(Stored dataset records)
-=-=-
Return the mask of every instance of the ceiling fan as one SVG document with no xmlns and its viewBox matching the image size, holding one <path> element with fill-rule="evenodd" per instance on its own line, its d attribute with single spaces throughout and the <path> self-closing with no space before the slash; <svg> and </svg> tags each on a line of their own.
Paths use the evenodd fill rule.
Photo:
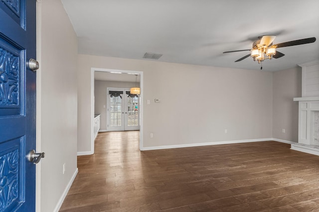
<svg viewBox="0 0 319 212">
<path fill-rule="evenodd" d="M 260 64 L 265 59 L 271 59 L 273 58 L 278 59 L 284 56 L 285 55 L 284 54 L 276 50 L 278 48 L 306 44 L 314 43 L 316 41 L 316 38 L 313 37 L 312 38 L 296 40 L 277 44 L 273 44 L 273 42 L 275 38 L 275 35 L 262 35 L 258 37 L 258 40 L 254 42 L 253 43 L 253 48 L 252 49 L 230 51 L 224 52 L 223 52 L 223 53 L 250 51 L 250 54 L 243 57 L 235 62 L 238 62 L 241 61 L 244 59 L 250 56 L 253 58 L 254 61 L 257 61 L 258 63 Z"/>
</svg>

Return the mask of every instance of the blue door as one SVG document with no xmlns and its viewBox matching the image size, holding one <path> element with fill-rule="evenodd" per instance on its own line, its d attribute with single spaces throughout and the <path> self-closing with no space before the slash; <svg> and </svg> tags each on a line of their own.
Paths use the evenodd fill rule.
<svg viewBox="0 0 319 212">
<path fill-rule="evenodd" d="M 34 212 L 35 0 L 0 0 L 0 212 Z"/>
</svg>

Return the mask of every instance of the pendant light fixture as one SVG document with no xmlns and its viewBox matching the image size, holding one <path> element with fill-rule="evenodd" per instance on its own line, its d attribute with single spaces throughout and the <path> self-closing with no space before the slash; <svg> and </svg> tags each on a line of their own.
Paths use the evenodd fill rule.
<svg viewBox="0 0 319 212">
<path fill-rule="evenodd" d="M 138 83 L 138 74 L 136 76 L 136 80 L 135 80 L 135 87 L 131 87 L 130 92 L 132 94 L 140 94 L 141 93 L 141 88 L 137 87 Z"/>
</svg>

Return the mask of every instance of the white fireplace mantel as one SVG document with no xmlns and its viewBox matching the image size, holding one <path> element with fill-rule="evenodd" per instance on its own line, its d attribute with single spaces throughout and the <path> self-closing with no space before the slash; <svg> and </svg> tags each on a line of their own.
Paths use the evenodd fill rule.
<svg viewBox="0 0 319 212">
<path fill-rule="evenodd" d="M 292 149 L 319 155 L 319 60 L 299 64 L 302 68 L 299 102 L 298 143 Z"/>
</svg>

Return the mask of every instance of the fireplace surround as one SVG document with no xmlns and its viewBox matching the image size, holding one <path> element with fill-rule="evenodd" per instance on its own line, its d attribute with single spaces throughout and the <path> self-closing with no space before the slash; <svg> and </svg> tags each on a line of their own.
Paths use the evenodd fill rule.
<svg viewBox="0 0 319 212">
<path fill-rule="evenodd" d="M 319 155 L 319 61 L 299 64 L 302 68 L 302 97 L 298 101 L 298 142 L 291 149 Z"/>
</svg>

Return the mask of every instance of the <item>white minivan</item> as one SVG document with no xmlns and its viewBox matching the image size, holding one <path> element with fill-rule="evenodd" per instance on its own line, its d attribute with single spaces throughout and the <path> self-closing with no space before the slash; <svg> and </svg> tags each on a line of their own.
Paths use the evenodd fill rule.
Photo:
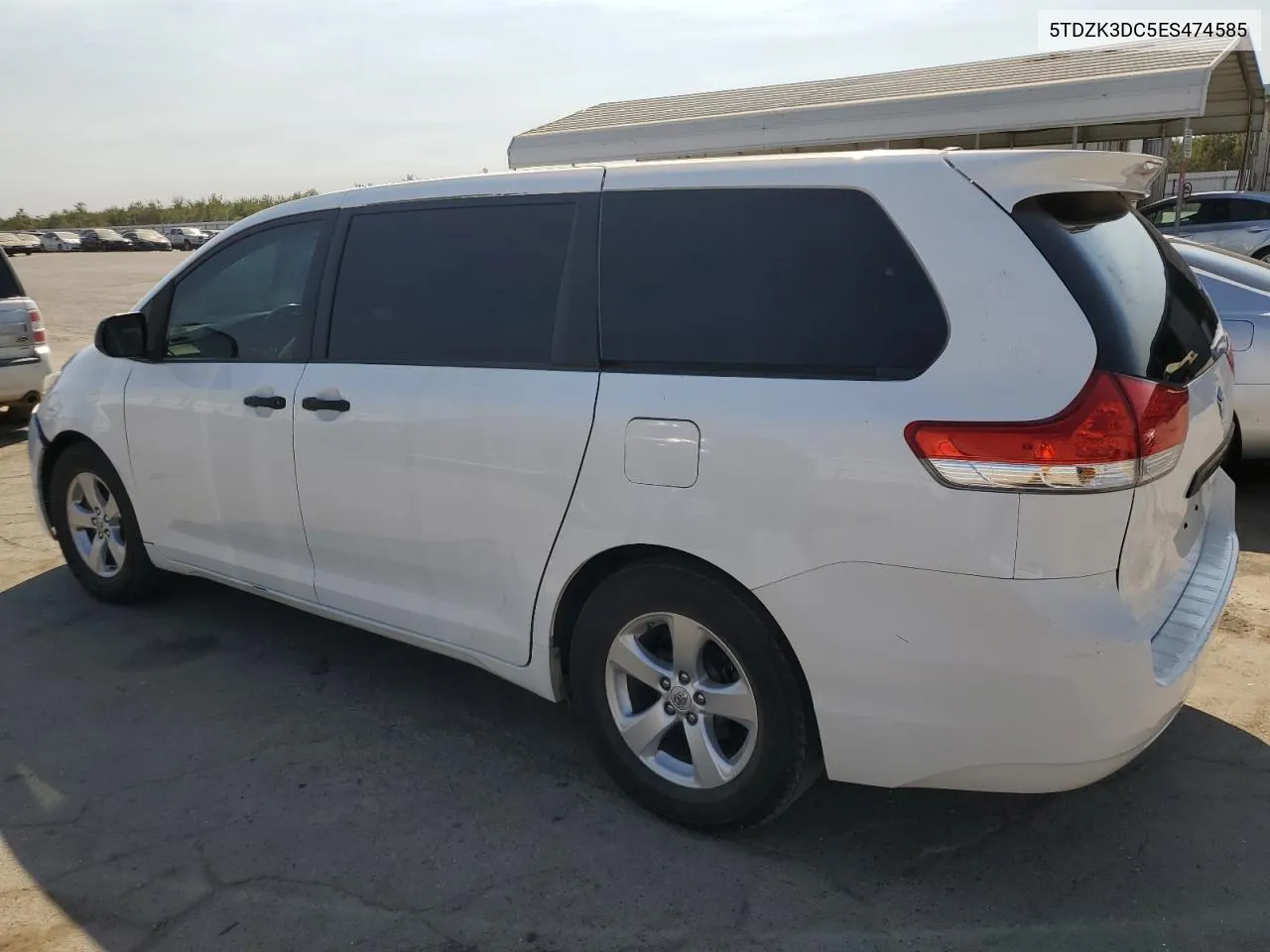
<svg viewBox="0 0 1270 952">
<path fill-rule="evenodd" d="M 305 198 L 102 322 L 30 428 L 95 597 L 199 575 L 569 698 L 635 800 L 1057 791 L 1234 575 L 1229 344 L 1158 159 L 622 164 Z"/>
</svg>

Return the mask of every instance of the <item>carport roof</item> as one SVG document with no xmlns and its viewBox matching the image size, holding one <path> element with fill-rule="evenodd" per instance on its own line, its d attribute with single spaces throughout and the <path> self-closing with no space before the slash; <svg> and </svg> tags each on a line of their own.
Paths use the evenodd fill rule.
<svg viewBox="0 0 1270 952">
<path fill-rule="evenodd" d="M 516 136 L 508 164 L 942 146 L 977 133 L 1057 145 L 1073 126 L 1085 141 L 1180 135 L 1184 118 L 1196 133 L 1242 132 L 1264 105 L 1246 41 L 1137 43 L 601 103 Z"/>
</svg>

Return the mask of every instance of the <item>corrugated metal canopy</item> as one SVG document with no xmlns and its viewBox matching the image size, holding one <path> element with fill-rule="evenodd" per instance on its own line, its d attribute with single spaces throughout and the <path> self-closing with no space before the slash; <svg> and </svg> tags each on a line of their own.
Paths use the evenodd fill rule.
<svg viewBox="0 0 1270 952">
<path fill-rule="evenodd" d="M 1260 128 L 1246 41 L 1068 50 L 819 83 L 602 103 L 522 132 L 508 164 L 950 145 L 1041 146 Z"/>
</svg>

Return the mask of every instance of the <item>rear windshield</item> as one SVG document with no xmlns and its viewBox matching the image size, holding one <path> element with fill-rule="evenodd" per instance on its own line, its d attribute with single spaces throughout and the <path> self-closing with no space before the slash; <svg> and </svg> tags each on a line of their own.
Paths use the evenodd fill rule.
<svg viewBox="0 0 1270 952">
<path fill-rule="evenodd" d="M 1013 218 L 1085 311 L 1100 368 L 1187 383 L 1212 363 L 1212 303 L 1123 195 L 1038 195 L 1015 206 Z"/>
<path fill-rule="evenodd" d="M 13 264 L 9 263 L 9 255 L 0 249 L 0 301 L 6 297 L 25 297 L 27 292 L 22 289 L 22 282 L 18 281 L 18 273 L 14 272 Z"/>
</svg>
-=-=-
(Problem to work on) Please rewrite the records from the line containing "Return the mask of every instance of the <item>corrugated" through the end of the records as a two-column CSV with the header columns instruction and output. Give one row per record, with each field quoted and its line breaks replaced by spaces.

(Problem solution)
instruction,output
"Return the mask of every instance of the <item>corrugated metal canopy</item> as one SVG document with no xmlns and its viewBox matching the image size, holding one <path> element with fill-rule=""evenodd"" per instance on its own line, its d attribute with single spaces throughout and the <path> self-closing with no space before the slash; <svg> and </svg> tags each on a line of their own. Paths use the evenodd fill rule.","<svg viewBox=""0 0 1270 952""> <path fill-rule=""evenodd"" d=""M 1260 128 L 1246 41 L 1068 50 L 819 83 L 602 103 L 522 132 L 508 164 L 950 145 L 1041 146 Z""/> </svg>"
"Return the mask of every instance of the <item>rear windshield</item> as one SVG document with no xmlns and its viewBox matching the image size, holding one <path> element with fill-rule=""evenodd"" per instance on its own line, its d attribute with single spaces throughout and the <path> self-closing with no space before the slash; <svg> and </svg> tags each on a line of their own. Paths use the evenodd fill rule.","<svg viewBox=""0 0 1270 952""> <path fill-rule=""evenodd"" d=""M 1013 218 L 1085 311 L 1100 368 L 1187 383 L 1212 363 L 1212 303 L 1123 195 L 1038 195 L 1015 206 Z""/> <path fill-rule=""evenodd"" d=""M 13 264 L 9 263 L 9 255 L 0 249 L 0 301 L 6 297 L 25 297 L 27 292 L 22 289 L 22 282 L 18 281 L 18 273 L 14 272 Z""/> </svg>"